• [Aufgaben]:
a - Beantworte anhand des Auszugs über männliche Grundschullehrer:
(i) Welchen Beruf hat Frank Scherer ursprünglich gelernt?
(ii) An welcher Universität begann er sein Studium für das Grundschullehramt?
(iii) Wie hoch ist heute der Männeranteil unter den Lehrenden an deutschen Grundschulen?
b - Gib bitte aus den Datensätzen den Abschnitt von der Zeile mit „background? Provide a bounding box.“ bis zur Zeile mit „[0,0,626,339]“ einschließlich beider Zeilen als Markdown-Tabelle mit den Spalten „Nr.“ und „Zeile“ wieder. Leerzeilen entfallen.

Fußball, raufen, vorlesen

PÄDAGOGIK Kaum noch männliche Lehrer an den deutschen Grundschulen. In Bremen will die Initiative „Rent a teacherman“ für Besserung sorgen – und schickt Studenten in die Primarstufe der Hansestadt. Bundesweite Programme fehlen immer noch

In Jungencliquen gilt es oft als uncool, mit Menschen statt mit Maschinen zu arbeiten

VON THOMAS GESTERKAMP

Frank Scherer hat einst Elektroinstallateur gelernt, später als Inneneinrichter bei großen Bauvorhaben mitgewirkt. Doch irgendwann hatte der heute 40-Jährige genug vom Handwerk: „Ich wollte gern mit Kindern arbeiten, weil man die noch richtig begeistern kann.“ Scherer sattelte um und begann ein Studium für das Grundschullehramt an der Universität Bremen. Am Fachbereich Bildungswissenschaften traf er auf Christoph Fantini. Der Hochschuldozent erzählte ihm von der Initiative „Rent a teacherman“ – zu deutsch: „Leih dir einen (männlichen) Lehrer“.

Der Anteil männlicher Pädagogen in der Primarstufe ist seit Mitte der 1980er Jahre stark gesunken. Vor drei Jahrzehnten lag der Männeranteil noch bei rund 40 Prozent, heute sind nur noch 12 Prozent der Lehrenden an deutschen Grundschulen Männer. In jüngster Zeit haben sich die Zahlen auf niedrigem Niveau stabilisiert.

• [Vorliegende Datensätze]:
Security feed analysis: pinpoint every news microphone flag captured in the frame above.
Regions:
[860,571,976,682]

...

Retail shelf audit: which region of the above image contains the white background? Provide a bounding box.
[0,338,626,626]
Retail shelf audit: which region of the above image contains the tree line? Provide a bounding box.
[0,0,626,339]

• [Lösungen]:
a -
(i) Elektroinstallateur
(ii) An der Universität Bremen
(iii) 12 Prozent

b -
| Nr. | Zeile |
|---|---|
| 1 | Retail shelf audit: which region of the above image contains the white background? Provide a bounding box. |
| 2 | [0,338,626,626] |
| 3 | Retail shelf audit: which region of the above image contains the tree line? Provide a bounding box. |
| 4 | [0,0,626,339] |